TASK BRIEF
Your answer is a copy of every line in the records where "shelf" appears.

Stored dataset items
○ ○ ○ ○ ○
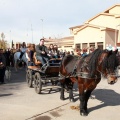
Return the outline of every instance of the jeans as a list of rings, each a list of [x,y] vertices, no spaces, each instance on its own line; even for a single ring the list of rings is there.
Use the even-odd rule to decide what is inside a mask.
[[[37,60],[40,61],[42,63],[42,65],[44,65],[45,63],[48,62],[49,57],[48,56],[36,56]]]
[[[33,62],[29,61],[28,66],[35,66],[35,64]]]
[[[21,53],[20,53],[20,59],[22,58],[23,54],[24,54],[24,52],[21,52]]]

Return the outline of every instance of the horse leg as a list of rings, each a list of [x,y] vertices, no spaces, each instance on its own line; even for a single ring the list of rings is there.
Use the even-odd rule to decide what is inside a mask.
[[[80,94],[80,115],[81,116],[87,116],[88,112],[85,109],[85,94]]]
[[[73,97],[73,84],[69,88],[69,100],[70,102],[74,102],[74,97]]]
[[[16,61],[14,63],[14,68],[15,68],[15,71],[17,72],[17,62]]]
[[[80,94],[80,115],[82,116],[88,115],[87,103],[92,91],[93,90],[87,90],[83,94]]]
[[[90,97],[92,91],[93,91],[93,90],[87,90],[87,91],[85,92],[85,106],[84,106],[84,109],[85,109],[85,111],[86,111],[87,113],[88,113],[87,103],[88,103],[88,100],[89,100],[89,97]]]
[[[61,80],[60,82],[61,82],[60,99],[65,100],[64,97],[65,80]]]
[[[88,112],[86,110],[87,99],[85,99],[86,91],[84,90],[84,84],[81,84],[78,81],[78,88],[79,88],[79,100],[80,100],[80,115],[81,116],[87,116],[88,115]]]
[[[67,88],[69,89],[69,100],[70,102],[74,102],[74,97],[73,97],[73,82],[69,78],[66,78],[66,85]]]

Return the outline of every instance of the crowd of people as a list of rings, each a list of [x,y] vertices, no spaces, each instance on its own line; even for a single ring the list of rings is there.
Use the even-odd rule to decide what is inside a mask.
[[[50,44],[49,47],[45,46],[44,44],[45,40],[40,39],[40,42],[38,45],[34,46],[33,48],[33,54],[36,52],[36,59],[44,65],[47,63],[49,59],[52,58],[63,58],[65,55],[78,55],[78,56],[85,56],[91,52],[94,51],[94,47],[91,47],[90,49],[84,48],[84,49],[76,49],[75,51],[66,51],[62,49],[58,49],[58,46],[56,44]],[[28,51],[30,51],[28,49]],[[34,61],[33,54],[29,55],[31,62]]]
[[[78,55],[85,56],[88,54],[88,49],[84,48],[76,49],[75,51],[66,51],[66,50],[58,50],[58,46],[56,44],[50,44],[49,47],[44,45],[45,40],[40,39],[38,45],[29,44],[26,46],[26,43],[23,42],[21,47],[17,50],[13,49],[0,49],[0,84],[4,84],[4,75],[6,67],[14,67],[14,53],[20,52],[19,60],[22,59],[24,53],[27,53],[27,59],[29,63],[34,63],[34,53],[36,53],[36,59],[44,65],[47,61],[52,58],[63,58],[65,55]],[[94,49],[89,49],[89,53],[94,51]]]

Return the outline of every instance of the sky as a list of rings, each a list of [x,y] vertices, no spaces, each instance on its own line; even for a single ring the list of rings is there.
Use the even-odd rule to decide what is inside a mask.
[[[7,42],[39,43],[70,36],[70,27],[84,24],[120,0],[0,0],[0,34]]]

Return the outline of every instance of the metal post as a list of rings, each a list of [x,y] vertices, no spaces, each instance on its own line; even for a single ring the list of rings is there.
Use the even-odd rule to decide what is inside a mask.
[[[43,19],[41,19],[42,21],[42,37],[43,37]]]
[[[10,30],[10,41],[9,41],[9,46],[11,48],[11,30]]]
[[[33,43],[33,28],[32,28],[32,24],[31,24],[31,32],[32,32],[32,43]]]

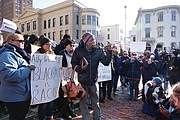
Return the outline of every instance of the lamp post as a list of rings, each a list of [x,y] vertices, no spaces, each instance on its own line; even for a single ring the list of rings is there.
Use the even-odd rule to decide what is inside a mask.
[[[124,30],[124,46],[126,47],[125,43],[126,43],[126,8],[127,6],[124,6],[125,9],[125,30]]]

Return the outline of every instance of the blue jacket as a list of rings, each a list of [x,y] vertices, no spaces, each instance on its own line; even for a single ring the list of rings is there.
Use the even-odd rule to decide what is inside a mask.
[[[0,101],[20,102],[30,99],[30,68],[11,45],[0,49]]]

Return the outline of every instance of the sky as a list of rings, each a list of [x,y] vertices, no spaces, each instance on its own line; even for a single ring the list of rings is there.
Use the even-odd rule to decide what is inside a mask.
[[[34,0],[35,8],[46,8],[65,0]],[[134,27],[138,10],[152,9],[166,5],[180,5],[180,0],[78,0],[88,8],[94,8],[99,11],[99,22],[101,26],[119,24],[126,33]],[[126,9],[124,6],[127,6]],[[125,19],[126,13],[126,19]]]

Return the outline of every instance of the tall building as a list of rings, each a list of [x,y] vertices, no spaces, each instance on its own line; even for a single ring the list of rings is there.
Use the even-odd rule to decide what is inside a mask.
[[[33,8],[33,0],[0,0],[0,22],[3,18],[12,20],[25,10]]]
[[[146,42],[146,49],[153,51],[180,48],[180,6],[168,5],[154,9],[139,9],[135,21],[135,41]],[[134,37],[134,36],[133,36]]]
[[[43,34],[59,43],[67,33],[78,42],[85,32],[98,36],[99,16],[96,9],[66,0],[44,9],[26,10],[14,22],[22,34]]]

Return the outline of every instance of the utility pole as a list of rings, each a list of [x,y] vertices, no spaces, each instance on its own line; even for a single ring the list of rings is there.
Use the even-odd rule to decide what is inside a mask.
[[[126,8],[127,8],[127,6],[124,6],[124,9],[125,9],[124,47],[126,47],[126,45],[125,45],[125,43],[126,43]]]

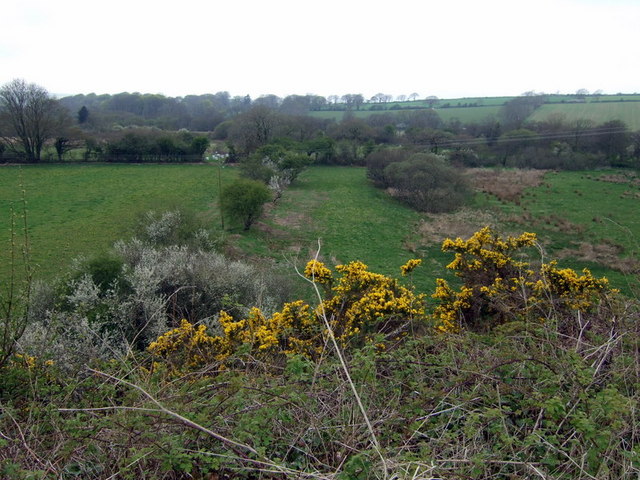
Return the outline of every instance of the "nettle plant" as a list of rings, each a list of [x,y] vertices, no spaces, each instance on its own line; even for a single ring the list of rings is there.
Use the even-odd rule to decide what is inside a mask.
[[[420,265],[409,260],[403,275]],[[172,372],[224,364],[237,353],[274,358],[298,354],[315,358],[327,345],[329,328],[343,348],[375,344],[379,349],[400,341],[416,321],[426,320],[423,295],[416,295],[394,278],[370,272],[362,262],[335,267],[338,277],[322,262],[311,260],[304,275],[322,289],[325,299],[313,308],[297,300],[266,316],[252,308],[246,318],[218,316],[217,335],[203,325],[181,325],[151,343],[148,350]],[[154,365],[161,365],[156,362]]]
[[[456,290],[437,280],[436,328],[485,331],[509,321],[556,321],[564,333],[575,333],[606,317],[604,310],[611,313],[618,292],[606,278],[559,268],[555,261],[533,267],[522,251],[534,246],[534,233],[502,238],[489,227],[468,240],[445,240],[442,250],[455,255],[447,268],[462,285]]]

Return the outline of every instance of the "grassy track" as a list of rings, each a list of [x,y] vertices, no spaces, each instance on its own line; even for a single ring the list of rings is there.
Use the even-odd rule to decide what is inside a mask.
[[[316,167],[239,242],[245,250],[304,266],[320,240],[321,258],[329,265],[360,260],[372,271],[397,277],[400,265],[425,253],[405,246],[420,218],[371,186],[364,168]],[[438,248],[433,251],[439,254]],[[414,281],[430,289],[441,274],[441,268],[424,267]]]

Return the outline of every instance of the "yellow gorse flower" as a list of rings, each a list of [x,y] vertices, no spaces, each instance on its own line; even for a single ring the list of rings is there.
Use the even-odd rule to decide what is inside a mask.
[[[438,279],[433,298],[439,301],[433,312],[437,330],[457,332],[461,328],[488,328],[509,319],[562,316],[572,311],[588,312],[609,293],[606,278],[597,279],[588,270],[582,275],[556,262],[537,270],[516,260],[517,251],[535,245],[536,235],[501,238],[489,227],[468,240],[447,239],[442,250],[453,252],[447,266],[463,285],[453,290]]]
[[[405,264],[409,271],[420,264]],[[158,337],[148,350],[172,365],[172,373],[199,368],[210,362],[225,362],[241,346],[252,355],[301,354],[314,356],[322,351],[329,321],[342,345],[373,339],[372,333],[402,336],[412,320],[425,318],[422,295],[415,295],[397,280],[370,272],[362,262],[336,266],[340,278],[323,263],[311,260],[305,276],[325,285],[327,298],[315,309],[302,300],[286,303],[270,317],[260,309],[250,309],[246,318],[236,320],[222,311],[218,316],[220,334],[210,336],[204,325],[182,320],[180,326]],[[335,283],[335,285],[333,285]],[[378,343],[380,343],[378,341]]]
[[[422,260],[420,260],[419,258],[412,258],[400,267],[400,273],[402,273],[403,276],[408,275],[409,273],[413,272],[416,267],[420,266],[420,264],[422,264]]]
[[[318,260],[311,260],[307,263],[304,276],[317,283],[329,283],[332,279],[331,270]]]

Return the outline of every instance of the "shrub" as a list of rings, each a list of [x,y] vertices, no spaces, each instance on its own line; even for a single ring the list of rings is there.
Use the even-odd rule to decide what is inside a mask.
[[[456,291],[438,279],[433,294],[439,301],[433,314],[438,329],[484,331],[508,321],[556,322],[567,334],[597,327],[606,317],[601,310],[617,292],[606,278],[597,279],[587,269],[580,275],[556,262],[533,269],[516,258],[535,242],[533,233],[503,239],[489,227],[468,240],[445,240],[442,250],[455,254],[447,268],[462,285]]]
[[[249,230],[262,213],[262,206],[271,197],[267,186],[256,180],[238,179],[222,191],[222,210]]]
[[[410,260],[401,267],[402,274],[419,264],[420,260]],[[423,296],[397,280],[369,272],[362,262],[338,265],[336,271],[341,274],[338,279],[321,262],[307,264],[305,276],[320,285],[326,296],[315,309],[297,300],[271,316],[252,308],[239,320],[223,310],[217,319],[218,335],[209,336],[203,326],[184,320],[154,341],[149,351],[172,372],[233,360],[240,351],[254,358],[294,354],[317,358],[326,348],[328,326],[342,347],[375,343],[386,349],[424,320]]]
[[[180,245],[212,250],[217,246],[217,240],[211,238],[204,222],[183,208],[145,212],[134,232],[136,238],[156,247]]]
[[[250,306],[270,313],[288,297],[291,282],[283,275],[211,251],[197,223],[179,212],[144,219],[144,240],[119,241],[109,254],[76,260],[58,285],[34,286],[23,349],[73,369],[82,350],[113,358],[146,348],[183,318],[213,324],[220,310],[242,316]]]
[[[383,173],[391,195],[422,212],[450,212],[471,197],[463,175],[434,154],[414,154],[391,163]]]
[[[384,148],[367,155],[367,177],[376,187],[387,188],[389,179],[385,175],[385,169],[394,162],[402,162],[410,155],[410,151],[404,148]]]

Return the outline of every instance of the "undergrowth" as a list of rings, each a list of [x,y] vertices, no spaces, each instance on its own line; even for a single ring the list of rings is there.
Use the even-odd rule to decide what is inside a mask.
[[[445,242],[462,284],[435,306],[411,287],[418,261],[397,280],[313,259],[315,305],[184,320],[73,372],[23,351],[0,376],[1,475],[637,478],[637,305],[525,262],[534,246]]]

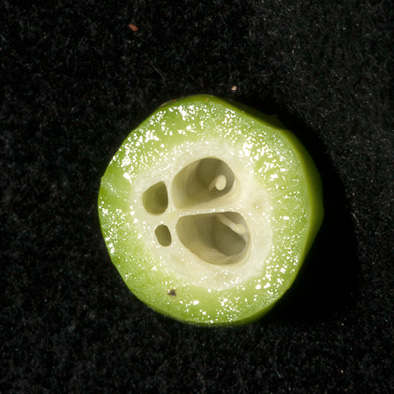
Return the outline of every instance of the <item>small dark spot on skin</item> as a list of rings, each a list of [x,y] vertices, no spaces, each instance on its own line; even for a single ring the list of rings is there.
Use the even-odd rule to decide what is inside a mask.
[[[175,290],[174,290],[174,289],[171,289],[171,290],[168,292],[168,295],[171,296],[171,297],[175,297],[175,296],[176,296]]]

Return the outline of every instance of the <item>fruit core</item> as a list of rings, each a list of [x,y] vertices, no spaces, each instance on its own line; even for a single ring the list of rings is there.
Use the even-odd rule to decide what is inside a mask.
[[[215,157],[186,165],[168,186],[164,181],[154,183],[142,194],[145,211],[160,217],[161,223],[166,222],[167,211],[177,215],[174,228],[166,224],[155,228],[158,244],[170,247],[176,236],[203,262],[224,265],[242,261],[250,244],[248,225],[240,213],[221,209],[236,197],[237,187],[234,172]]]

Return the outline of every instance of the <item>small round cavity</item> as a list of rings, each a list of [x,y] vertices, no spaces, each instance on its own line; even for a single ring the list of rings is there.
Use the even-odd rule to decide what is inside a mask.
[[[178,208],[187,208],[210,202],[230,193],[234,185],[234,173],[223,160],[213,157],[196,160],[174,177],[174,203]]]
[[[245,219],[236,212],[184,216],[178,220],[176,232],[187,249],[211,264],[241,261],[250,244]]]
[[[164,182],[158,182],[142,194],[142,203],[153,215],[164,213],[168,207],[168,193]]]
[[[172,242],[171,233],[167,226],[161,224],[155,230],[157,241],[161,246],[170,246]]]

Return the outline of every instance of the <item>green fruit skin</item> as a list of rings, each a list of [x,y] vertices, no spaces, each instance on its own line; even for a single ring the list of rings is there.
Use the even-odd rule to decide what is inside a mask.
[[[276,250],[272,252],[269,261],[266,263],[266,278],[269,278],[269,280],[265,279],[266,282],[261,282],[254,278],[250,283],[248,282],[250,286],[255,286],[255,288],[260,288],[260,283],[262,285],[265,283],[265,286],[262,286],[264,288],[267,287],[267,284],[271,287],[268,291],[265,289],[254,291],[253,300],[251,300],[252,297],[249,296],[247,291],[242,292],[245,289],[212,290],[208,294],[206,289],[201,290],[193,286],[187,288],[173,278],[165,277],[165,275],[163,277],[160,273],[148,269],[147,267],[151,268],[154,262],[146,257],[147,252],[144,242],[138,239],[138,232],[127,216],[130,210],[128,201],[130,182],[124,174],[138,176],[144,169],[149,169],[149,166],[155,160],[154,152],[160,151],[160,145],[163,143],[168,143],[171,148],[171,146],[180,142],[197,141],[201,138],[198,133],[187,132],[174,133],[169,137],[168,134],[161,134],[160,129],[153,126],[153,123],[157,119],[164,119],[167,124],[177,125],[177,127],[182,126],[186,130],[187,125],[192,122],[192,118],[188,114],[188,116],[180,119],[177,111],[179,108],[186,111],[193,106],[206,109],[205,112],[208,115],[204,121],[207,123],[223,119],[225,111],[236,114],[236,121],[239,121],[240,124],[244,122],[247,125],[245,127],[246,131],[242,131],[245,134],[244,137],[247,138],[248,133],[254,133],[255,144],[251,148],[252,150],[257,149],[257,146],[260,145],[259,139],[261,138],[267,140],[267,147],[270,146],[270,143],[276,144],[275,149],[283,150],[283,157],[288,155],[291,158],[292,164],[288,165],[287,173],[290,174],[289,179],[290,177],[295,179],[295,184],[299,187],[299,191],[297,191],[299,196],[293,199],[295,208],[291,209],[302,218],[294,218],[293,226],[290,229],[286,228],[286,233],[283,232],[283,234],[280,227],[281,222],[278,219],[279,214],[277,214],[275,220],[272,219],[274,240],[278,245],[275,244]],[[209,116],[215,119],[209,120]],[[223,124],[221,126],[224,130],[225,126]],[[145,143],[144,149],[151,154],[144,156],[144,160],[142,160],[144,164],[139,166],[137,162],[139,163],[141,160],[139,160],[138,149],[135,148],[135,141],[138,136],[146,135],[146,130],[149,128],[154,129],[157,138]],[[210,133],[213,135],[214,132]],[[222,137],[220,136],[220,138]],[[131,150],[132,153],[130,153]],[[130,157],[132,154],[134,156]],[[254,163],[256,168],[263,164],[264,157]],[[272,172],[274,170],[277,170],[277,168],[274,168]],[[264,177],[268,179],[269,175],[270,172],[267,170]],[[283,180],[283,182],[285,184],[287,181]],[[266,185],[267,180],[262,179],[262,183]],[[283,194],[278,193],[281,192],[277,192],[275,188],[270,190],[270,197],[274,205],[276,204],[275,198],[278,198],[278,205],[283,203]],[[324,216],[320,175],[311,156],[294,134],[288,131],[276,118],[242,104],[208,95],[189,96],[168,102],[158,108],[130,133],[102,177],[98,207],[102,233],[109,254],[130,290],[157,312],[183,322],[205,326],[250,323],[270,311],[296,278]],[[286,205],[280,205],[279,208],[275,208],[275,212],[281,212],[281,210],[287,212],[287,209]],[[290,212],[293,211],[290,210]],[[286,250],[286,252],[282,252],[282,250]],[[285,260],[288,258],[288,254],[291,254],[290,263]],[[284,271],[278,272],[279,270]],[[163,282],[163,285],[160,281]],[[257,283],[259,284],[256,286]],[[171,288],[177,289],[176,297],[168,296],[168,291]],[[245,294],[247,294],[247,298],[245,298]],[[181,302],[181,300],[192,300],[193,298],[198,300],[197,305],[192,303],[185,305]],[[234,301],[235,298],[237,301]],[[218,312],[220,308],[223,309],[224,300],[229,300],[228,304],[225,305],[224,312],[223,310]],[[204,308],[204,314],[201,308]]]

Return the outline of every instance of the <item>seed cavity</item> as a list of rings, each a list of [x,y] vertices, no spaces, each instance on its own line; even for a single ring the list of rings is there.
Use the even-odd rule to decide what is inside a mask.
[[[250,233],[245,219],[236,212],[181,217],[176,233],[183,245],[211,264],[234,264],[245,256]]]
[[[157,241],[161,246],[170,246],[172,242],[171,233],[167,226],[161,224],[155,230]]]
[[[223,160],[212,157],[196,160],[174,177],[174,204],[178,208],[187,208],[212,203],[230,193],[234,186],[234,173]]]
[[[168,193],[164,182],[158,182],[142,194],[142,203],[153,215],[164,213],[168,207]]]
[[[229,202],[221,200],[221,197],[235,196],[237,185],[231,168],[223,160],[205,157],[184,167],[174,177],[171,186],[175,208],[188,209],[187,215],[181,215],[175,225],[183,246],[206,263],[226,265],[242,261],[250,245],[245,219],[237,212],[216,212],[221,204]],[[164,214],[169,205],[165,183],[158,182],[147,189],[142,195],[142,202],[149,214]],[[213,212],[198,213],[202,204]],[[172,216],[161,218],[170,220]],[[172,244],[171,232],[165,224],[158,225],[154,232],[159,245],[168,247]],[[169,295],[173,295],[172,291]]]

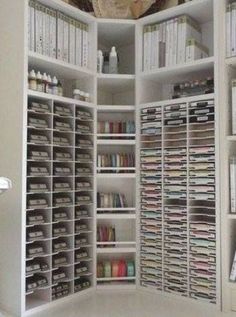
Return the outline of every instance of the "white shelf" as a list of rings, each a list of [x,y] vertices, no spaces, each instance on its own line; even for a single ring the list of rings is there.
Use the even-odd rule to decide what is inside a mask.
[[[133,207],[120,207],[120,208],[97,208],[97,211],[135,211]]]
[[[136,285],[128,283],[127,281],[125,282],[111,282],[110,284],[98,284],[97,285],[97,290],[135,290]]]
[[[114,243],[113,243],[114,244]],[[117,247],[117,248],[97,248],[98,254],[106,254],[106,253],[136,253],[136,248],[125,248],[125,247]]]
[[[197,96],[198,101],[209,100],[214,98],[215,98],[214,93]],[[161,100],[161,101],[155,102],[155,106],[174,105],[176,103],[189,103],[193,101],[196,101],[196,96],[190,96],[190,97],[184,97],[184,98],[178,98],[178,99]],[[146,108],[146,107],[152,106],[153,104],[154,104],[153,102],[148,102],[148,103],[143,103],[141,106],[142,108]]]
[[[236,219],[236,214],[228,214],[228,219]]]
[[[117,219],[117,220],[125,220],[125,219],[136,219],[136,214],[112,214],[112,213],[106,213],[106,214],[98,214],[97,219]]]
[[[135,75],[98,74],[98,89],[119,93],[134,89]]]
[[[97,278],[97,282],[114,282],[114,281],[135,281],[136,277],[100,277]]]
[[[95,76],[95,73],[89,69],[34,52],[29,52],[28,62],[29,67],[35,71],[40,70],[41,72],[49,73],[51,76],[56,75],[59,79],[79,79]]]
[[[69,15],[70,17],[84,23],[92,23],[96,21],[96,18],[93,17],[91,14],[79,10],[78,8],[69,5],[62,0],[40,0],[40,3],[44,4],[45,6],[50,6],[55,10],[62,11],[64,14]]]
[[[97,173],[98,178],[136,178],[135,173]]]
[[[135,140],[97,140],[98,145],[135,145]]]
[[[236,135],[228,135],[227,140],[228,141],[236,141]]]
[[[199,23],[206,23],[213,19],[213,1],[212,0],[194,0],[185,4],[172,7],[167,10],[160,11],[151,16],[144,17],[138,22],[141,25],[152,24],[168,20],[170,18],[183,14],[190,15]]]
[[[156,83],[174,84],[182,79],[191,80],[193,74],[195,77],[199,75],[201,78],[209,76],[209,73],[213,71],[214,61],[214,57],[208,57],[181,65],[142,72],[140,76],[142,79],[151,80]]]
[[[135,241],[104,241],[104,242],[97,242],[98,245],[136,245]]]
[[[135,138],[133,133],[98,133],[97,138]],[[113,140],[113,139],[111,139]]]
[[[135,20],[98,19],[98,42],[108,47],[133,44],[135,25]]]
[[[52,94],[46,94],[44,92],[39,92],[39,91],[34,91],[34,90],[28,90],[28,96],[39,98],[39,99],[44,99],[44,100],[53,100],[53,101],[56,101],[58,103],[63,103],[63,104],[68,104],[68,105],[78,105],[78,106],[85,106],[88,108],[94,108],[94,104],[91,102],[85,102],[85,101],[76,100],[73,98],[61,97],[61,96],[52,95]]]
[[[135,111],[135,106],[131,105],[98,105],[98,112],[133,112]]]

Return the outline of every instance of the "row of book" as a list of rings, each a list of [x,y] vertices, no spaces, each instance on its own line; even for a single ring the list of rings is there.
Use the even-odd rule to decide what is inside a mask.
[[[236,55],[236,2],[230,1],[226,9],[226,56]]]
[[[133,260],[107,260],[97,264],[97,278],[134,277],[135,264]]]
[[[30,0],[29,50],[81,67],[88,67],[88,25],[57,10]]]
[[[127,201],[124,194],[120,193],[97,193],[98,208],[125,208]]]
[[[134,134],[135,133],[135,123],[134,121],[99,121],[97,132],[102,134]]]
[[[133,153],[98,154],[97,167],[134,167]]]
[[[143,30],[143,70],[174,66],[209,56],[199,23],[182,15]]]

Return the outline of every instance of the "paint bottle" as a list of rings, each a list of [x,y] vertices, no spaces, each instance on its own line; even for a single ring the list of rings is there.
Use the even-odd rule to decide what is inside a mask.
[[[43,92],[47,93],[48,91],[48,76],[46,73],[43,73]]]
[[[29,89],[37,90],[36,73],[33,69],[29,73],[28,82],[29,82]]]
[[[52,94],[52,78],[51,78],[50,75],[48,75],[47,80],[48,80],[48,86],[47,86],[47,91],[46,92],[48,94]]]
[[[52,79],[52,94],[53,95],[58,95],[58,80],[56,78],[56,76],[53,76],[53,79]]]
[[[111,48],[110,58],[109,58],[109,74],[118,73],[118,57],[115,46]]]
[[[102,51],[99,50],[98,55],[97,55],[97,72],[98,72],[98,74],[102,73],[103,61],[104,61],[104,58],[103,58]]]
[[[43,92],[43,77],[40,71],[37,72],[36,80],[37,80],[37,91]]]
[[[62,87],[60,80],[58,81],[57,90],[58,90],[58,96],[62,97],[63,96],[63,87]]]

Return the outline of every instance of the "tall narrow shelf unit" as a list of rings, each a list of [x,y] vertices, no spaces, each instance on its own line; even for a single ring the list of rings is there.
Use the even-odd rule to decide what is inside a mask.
○ ○ ○ ○ ○
SOLUTION FOR THIS EXERCISE
Return the outline of every instance of the "white shelf" as a list of rings, each a list of [x,y] vertices, no spaces, each instance on its own line; even for a single ring the list of rings is there.
Return the outline of every instance of the "tall narrow shelf unit" as a list of rings, each a list of [x,y] vertices, no spaces, each instance on its own line; even for a single ring the list of rings is there.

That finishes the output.